Entries from a pointing dataset
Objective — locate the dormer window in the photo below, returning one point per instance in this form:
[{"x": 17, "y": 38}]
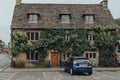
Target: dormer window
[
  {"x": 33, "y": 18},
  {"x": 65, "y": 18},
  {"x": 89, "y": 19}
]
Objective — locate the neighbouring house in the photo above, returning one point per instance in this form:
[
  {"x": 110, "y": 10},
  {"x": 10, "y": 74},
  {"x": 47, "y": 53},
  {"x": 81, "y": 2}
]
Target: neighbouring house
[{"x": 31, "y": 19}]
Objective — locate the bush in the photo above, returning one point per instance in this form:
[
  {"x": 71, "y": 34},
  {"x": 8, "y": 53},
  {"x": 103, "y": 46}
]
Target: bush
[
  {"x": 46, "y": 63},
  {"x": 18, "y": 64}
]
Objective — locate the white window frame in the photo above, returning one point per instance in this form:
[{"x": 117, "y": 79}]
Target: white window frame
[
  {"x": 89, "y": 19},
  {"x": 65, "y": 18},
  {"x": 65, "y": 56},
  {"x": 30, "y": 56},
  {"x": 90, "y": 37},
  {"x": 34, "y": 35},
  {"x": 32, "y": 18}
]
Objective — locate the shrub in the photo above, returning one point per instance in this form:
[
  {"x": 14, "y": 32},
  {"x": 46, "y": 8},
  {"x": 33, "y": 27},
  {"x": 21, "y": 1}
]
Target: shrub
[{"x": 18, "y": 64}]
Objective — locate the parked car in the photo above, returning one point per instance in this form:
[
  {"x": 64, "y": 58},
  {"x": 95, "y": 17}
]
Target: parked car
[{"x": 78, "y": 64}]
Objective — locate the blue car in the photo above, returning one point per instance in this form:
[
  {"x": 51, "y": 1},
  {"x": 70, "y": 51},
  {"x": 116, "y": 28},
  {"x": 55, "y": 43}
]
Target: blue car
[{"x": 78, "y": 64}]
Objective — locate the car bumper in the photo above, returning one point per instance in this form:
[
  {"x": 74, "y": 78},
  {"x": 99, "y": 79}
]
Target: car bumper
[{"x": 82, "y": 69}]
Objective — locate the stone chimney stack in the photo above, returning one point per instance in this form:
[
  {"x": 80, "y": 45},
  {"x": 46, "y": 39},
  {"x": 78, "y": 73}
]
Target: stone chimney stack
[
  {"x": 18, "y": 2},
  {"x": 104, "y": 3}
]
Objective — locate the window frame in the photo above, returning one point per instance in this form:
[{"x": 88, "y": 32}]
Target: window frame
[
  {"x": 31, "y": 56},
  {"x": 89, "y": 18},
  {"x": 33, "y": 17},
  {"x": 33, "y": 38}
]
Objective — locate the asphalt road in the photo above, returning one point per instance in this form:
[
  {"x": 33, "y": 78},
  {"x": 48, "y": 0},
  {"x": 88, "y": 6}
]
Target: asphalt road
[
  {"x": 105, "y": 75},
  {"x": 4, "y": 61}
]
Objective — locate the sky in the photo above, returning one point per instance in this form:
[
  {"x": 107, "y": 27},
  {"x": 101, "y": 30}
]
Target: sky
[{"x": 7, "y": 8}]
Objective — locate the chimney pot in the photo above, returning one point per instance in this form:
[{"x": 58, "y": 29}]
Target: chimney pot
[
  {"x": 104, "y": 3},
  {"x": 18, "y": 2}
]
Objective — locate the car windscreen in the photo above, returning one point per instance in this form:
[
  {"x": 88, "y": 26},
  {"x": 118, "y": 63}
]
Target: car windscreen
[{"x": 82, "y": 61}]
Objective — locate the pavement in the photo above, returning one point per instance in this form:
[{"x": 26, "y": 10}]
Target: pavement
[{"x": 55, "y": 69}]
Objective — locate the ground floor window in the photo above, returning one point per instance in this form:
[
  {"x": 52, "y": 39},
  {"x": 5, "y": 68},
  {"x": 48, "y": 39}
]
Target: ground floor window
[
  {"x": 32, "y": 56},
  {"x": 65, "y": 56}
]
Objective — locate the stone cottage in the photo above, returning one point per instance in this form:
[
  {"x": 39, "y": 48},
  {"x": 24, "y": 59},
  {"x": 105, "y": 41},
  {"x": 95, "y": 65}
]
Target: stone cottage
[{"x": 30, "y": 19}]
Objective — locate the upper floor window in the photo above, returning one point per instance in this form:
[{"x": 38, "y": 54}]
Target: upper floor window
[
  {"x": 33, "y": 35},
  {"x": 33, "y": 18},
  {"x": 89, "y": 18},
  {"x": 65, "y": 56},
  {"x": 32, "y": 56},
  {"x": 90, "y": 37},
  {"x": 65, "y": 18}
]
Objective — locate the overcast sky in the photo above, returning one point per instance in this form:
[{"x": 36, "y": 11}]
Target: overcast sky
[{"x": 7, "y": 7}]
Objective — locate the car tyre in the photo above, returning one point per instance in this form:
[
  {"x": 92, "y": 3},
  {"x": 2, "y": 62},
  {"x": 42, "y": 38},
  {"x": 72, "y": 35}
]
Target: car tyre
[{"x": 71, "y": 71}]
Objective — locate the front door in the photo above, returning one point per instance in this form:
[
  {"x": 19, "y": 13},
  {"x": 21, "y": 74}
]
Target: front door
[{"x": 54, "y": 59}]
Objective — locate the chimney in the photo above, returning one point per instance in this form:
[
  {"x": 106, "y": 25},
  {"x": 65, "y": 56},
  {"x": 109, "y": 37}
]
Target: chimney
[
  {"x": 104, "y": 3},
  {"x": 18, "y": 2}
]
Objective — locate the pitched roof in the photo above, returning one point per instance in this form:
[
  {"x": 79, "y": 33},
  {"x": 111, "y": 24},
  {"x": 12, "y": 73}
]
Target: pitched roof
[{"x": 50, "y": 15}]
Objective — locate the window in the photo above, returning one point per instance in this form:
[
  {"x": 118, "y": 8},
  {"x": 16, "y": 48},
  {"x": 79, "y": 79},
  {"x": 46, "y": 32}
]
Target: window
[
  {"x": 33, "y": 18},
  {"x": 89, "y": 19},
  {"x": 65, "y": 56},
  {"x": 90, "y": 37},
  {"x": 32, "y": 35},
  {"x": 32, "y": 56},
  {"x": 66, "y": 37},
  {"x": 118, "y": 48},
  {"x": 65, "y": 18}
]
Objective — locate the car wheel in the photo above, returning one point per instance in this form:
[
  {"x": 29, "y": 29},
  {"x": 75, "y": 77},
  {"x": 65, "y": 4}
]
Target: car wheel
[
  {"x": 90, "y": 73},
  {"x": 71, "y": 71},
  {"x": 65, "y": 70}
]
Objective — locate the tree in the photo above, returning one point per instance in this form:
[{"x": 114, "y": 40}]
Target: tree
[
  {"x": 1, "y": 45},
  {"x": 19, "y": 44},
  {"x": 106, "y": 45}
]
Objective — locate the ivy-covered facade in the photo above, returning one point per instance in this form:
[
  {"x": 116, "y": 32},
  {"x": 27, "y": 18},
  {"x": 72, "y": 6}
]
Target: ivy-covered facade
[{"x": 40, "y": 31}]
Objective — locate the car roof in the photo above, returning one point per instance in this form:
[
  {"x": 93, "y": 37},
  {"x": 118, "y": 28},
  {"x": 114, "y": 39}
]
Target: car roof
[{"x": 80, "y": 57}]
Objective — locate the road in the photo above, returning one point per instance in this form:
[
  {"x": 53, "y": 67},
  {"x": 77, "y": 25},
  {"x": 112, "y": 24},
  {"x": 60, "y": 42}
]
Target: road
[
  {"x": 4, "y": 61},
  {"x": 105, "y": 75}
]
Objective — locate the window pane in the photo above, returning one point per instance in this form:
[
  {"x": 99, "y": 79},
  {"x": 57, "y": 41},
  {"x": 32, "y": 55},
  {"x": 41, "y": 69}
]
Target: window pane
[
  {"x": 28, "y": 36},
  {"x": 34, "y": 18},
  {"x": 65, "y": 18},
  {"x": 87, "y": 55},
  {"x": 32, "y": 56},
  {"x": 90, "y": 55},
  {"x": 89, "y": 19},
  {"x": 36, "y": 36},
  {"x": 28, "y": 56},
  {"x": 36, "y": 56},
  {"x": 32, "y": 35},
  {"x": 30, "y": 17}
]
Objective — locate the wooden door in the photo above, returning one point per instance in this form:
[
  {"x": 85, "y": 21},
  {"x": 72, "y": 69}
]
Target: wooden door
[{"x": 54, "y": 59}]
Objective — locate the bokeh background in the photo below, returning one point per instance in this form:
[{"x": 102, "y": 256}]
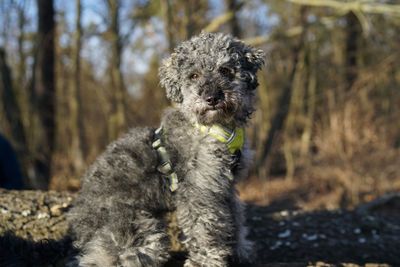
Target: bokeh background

» **Prompt**: Extract only the lines from the one that contains "Objective — locate the tree" through the end of the records, inclusive, and omit every picture.

» **Answer in full**:
Objective — locate the tree in the photo above, returning one point per instance in this form:
[{"x": 114, "y": 40}]
Target: tree
[
  {"x": 1, "y": 45},
  {"x": 19, "y": 44},
  {"x": 106, "y": 45}
]
Objective — locate the ivy-covered facade in the photo above, returning one point per instance in this form:
[
  {"x": 116, "y": 32},
  {"x": 27, "y": 18},
  {"x": 72, "y": 6}
]
Target: ivy-covered facade
[{"x": 40, "y": 31}]
Objective — locate the car roof in the photo above, returning one point per instance in this form:
[
  {"x": 93, "y": 37},
  {"x": 118, "y": 28},
  {"x": 114, "y": 39}
]
Target: car roof
[{"x": 80, "y": 57}]
Objective — locate the road in the photo above, returning one point per instance in this form:
[
  {"x": 53, "y": 67},
  {"x": 77, "y": 25},
  {"x": 112, "y": 24},
  {"x": 60, "y": 42}
]
Target: road
[
  {"x": 4, "y": 61},
  {"x": 105, "y": 75}
]
Objective — locate the window pane in the photo above, returning one point per instance in this form:
[
  {"x": 99, "y": 79},
  {"x": 57, "y": 41},
  {"x": 32, "y": 55},
  {"x": 41, "y": 69}
]
Target: window pane
[
  {"x": 28, "y": 36},
  {"x": 34, "y": 18},
  {"x": 65, "y": 18},
  {"x": 87, "y": 55},
  {"x": 32, "y": 56},
  {"x": 90, "y": 55},
  {"x": 89, "y": 19},
  {"x": 36, "y": 36},
  {"x": 28, "y": 56},
  {"x": 36, "y": 56},
  {"x": 32, "y": 35},
  {"x": 30, "y": 17}
]
Objective — locate the wooden door in the photo above, returning one point per instance in this form:
[
  {"x": 85, "y": 21},
  {"x": 72, "y": 69}
]
Target: wooden door
[{"x": 54, "y": 59}]
Objective — locate the bokeh background in the photo below, returning one point per instance in this form:
[{"x": 102, "y": 256}]
Target: bokeh background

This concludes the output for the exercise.